Your goal: Copy the entries below without any changes, from the line with "Return the mask of every instance of the **blue-green" up to and including the line with "POLYGON ((64 124, 57".

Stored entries
================================

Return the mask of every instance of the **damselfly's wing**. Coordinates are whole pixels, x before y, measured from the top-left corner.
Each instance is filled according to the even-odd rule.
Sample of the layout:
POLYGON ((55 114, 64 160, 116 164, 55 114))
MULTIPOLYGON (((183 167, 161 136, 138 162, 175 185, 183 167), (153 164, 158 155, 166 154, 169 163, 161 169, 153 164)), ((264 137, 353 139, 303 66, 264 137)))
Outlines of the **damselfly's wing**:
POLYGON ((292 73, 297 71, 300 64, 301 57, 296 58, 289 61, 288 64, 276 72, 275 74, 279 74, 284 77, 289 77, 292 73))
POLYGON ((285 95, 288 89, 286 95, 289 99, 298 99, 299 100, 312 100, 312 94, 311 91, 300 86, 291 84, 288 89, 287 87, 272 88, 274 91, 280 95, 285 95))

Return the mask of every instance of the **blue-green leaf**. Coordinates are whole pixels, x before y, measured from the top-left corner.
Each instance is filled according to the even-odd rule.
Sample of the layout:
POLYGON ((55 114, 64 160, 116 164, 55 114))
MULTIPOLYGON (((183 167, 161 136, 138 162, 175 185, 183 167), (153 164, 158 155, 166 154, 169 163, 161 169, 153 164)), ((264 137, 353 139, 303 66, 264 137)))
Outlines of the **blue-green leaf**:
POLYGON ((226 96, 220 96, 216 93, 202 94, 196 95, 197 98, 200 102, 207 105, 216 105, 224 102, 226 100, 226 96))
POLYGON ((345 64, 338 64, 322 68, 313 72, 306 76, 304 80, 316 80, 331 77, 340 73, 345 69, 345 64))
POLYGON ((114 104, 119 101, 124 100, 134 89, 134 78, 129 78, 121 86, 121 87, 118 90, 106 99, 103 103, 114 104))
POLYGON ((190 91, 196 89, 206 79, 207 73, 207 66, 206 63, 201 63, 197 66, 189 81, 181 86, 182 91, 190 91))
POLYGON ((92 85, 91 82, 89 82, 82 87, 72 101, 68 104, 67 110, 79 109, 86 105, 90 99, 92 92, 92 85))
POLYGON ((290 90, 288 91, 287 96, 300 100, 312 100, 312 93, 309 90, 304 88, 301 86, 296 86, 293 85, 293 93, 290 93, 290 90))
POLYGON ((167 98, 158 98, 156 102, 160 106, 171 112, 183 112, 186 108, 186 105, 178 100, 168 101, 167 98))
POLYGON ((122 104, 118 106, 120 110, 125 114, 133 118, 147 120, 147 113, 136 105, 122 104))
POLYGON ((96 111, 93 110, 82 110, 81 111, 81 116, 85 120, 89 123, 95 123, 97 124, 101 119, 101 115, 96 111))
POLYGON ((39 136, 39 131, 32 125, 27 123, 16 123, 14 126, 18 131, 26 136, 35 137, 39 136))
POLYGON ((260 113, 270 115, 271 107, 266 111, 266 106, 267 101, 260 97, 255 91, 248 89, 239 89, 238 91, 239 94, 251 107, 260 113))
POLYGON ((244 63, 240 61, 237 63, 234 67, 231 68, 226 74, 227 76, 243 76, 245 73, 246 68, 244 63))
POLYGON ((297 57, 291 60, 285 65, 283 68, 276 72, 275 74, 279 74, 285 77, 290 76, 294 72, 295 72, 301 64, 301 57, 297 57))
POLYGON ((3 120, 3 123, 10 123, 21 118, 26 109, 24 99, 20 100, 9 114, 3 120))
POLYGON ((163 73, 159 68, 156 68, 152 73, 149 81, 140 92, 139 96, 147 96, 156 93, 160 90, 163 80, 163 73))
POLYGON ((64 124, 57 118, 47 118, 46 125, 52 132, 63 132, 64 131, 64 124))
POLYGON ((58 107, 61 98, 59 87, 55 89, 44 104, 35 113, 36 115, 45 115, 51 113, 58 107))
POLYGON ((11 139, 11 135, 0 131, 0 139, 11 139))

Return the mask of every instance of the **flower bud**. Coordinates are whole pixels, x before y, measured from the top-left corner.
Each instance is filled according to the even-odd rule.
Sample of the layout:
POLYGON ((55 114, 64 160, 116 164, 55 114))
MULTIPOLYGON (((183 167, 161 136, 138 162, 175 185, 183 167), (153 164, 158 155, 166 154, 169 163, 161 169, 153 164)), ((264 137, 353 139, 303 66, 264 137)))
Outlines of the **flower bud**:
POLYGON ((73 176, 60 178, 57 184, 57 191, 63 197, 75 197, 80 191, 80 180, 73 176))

================================

Solution to this exercise:
Return the mask of every instance of the **blue-green leaf**. Coordinates are whole pixels, x before y, measured from the top-left corner.
Each instance is filled according to the even-odd rule.
Sample of the layout:
POLYGON ((55 114, 64 160, 116 164, 55 114))
MULTIPOLYGON (((183 167, 161 136, 138 162, 175 185, 183 167), (153 164, 158 155, 166 154, 169 163, 161 169, 153 164)), ((264 137, 353 139, 303 66, 264 137)))
Outlines of the **blue-green leaf**:
POLYGON ((226 96, 220 96, 216 93, 202 94, 196 95, 197 98, 200 102, 207 105, 216 105, 224 102, 226 100, 226 96))
POLYGON ((345 64, 338 64, 322 68, 313 72, 306 76, 304 80, 316 80, 331 77, 340 73, 345 69, 345 64))
POLYGON ((114 104, 119 101, 124 100, 134 89, 134 78, 129 78, 121 86, 121 87, 118 90, 106 99, 103 103, 114 104))
POLYGON ((190 91, 196 89, 206 79, 207 73, 207 66, 206 63, 201 63, 197 66, 189 81, 181 86, 182 91, 190 91))
POLYGON ((92 85, 91 82, 89 82, 82 87, 72 101, 68 104, 67 110, 79 109, 86 105, 90 99, 92 92, 92 85))
POLYGON ((290 90, 288 91, 287 96, 300 100, 312 100, 312 93, 309 90, 304 88, 301 86, 296 86, 293 85, 293 93, 290 93, 290 90))
POLYGON ((167 98, 158 98, 156 102, 160 106, 171 112, 183 112, 186 108, 186 105, 178 100, 168 101, 167 98))
POLYGON ((122 104, 118 106, 120 110, 125 114, 133 118, 147 120, 147 113, 136 105, 122 104))
POLYGON ((96 111, 93 110, 82 110, 81 111, 81 116, 85 120, 89 123, 95 123, 97 124, 101 119, 101 115, 96 111))
POLYGON ((39 136, 39 131, 32 125, 27 123, 16 123, 14 126, 18 131, 26 136, 35 137, 39 136))
POLYGON ((260 113, 270 115, 271 107, 266 111, 266 106, 267 101, 260 97, 255 91, 248 89, 239 89, 238 91, 239 94, 251 107, 260 113))
POLYGON ((244 63, 240 61, 237 63, 234 67, 231 68, 226 74, 227 76, 243 76, 245 73, 246 68, 244 63))
POLYGON ((297 57, 291 60, 285 65, 283 68, 276 72, 275 74, 279 74, 285 77, 290 76, 294 72, 295 72, 301 64, 301 57, 297 57))
POLYGON ((3 120, 3 123, 10 123, 21 118, 26 109, 24 99, 20 100, 9 114, 3 120))
POLYGON ((163 73, 159 68, 156 68, 152 73, 149 81, 140 92, 139 96, 147 96, 156 93, 160 90, 163 80, 163 73))
POLYGON ((64 124, 57 118, 47 118, 46 125, 52 132, 63 132, 64 131, 64 124))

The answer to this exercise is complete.